Each record, exactly as written, should be printed again.
★ ★ ★ ★ ★
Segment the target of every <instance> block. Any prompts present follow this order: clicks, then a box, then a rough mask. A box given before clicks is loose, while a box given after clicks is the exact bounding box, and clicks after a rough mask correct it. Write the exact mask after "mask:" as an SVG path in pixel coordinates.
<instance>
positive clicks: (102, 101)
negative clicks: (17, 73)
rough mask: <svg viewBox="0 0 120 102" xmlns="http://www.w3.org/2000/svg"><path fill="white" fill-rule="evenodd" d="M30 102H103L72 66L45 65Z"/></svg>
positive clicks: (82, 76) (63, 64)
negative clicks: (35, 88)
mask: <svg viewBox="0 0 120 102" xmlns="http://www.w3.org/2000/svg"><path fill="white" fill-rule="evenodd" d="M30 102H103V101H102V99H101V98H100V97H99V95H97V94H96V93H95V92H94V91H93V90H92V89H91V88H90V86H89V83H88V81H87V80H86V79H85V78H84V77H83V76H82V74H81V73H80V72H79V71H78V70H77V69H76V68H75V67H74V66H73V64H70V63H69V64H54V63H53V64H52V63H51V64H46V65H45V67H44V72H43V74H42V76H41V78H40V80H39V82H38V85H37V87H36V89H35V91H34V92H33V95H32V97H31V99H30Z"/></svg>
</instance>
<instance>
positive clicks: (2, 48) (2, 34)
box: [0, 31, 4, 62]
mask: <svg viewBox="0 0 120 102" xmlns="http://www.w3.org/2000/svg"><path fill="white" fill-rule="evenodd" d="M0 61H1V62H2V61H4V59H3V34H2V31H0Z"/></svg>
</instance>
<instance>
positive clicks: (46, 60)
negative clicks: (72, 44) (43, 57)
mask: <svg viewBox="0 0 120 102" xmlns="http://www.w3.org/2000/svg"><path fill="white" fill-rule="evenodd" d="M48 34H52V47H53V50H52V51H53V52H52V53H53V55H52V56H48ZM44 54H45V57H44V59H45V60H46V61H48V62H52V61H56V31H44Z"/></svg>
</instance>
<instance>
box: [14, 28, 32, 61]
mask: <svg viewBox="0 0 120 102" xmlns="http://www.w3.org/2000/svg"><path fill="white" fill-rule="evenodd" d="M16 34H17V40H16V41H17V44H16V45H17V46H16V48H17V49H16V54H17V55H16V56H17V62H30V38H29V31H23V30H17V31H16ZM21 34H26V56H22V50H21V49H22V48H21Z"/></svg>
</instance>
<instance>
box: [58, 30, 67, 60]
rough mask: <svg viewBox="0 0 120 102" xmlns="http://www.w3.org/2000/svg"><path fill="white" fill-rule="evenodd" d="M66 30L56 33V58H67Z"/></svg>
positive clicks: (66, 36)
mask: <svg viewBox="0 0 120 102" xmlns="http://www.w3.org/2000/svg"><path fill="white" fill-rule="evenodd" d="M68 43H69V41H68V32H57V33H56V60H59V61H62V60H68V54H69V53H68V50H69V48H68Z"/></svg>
★ ★ ★ ★ ★
Solution to the exercise:
Segment the target of every <instance> block. Any prompts present follow this order: clicks, then a box, then a rough mask. A box given before clicks is loose, while a box given after clicks is the exact bounding box, and clicks after a rough mask correct it. Write the exact mask after "mask:" as an SVG path in pixel coordinates.
<instance>
positive clicks: (102, 101)
negative clicks: (17, 73)
rough mask: <svg viewBox="0 0 120 102" xmlns="http://www.w3.org/2000/svg"><path fill="white" fill-rule="evenodd" d="M30 102H103L72 66L45 65Z"/></svg>
positive clicks: (82, 76) (63, 64)
negative clicks: (35, 88)
mask: <svg viewBox="0 0 120 102" xmlns="http://www.w3.org/2000/svg"><path fill="white" fill-rule="evenodd" d="M30 102H103V101H102V99H101V98H100V97H99V95H97V94H96V93H95V92H94V91H93V90H92V89H91V88H90V86H89V83H88V81H87V80H86V79H85V78H84V77H83V76H82V74H81V73H80V72H79V71H78V70H77V69H76V68H75V67H74V66H73V64H70V63H69V64H54V63H53V64H52V63H51V64H46V65H45V67H44V72H43V74H42V76H41V78H40V80H39V82H38V85H37V87H36V89H35V91H34V92H33V95H32V97H31V99H30Z"/></svg>
</instance>
<instance>
positive clicks: (2, 48) (2, 34)
box: [0, 31, 4, 62]
mask: <svg viewBox="0 0 120 102" xmlns="http://www.w3.org/2000/svg"><path fill="white" fill-rule="evenodd" d="M0 61H1V62H2V61H4V59H3V34H2V31H0Z"/></svg>
</instance>
<instance>
positive clicks: (46, 60)
negative clicks: (72, 44) (43, 57)
mask: <svg viewBox="0 0 120 102" xmlns="http://www.w3.org/2000/svg"><path fill="white" fill-rule="evenodd" d="M48 34H52V47H53V50H52V51H53V52H52V53H53V55H52V56H48ZM44 54H45V57H44V59H45V60H46V61H48V62H52V61H56V31H44Z"/></svg>
</instance>
<instance>
box: [14, 28, 32, 61]
mask: <svg viewBox="0 0 120 102" xmlns="http://www.w3.org/2000/svg"><path fill="white" fill-rule="evenodd" d="M16 34H17V40H16V41H17V44H16V45H17V46H16V48H17V49H16V54H17V55H16V56H17V62H30V38H29V31H23V30H17V31H16ZM21 34H26V56H22V50H21V49H22V48H21Z"/></svg>
</instance>
<instance>
box: [58, 30, 67, 60]
rough mask: <svg viewBox="0 0 120 102" xmlns="http://www.w3.org/2000/svg"><path fill="white" fill-rule="evenodd" d="M66 30L56 33V58H67Z"/></svg>
positive clicks: (66, 36)
mask: <svg viewBox="0 0 120 102" xmlns="http://www.w3.org/2000/svg"><path fill="white" fill-rule="evenodd" d="M68 43H69V41H68V32H57V33H56V60H59V61H62V60H68V54H69V53H68V50H69V48H68Z"/></svg>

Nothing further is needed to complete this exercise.